• **TASK STATEMENT**
What you return should match the data below exactly, with every entry reproduced.

• **PROVIDED ENTRIES**
++++++++++
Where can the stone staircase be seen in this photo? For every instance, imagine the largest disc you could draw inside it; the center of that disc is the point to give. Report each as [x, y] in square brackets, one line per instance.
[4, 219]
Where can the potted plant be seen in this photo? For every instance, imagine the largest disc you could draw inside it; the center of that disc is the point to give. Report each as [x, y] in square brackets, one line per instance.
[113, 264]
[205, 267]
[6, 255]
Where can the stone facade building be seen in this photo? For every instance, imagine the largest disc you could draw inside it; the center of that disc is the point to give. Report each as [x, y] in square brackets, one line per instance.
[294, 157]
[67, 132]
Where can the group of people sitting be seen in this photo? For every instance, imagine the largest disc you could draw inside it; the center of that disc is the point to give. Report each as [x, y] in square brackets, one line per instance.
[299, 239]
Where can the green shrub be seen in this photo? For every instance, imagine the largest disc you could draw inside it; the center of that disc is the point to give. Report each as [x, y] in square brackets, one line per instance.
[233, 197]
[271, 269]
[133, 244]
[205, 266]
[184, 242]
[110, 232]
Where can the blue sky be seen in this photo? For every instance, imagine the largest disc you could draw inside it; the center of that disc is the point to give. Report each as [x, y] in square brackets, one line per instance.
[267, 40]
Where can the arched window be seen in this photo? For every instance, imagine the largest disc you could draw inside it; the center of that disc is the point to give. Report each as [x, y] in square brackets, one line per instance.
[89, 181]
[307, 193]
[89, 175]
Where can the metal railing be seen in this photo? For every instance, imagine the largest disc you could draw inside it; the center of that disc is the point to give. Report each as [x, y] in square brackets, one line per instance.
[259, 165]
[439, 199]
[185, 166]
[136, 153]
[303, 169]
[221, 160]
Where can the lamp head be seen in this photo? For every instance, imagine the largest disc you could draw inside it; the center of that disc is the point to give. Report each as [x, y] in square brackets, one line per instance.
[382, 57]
++++++++++
• **OUTPUT**
Where can the stone staircase be seen in this photo? For every instance, imagine the largest disc you could draw inside it; the center of that disc is the point to give. Report each as [x, y] in square brackets, one line per instance.
[4, 219]
Where can the potted plant be seen in this photo? For every instance, imagine the largest disc you could draw inside it; the center of that disc is the point to give. Report each as [x, y] in square brackets, one line per instance.
[113, 264]
[205, 267]
[6, 255]
Where can the stone facade building be seen in this photo? For every instance, imagine the largest disc you could draw inside it; the center of that disc is the point to give. Report each as [x, y] in square brackets, one line per instance.
[294, 157]
[67, 132]
Where can the group of people sitting be seen in this photo? For every instance, imagine the largest disc you could draw inside it; the center of that disc is the point to give. Report each as [x, y] in square brackets, one line per instance.
[299, 239]
Where can the green shrub be seen in this photo? For every instance, imagine the largest disc you could draw inside it; the center of that disc is the point to give. Report each as [x, y] in square brackets, one line per instance.
[233, 197]
[271, 269]
[133, 244]
[205, 266]
[184, 242]
[110, 232]
Where can the blue sky be seen in this photo? For every instance, imagine the largest disc you could draw inside it; the center of that disc is the point to give. Report each as [x, y] in square brackets, one line per instance.
[267, 40]
Where can the arched window be seen in this photo? For every instance, imagine the largest disc you could draw inside it; the center of that disc is the point to give. Report each as [x, y] in square brackets, one line per instance.
[89, 181]
[307, 193]
[89, 175]
Where can the metal railing be seen in this photo? For every instance, imagine the largest disc you could draw inside it; the center of that disc is the point to give. Report each as [x, y] in square brackets, one line per instance.
[259, 165]
[439, 199]
[185, 166]
[136, 153]
[303, 169]
[221, 160]
Where can the lamp head be seen in this photo? For every instance, imagine the largest disc you could draw inside it; the center of that disc is the point to give. Report each as [x, y] in square brackets, one line per instance.
[382, 57]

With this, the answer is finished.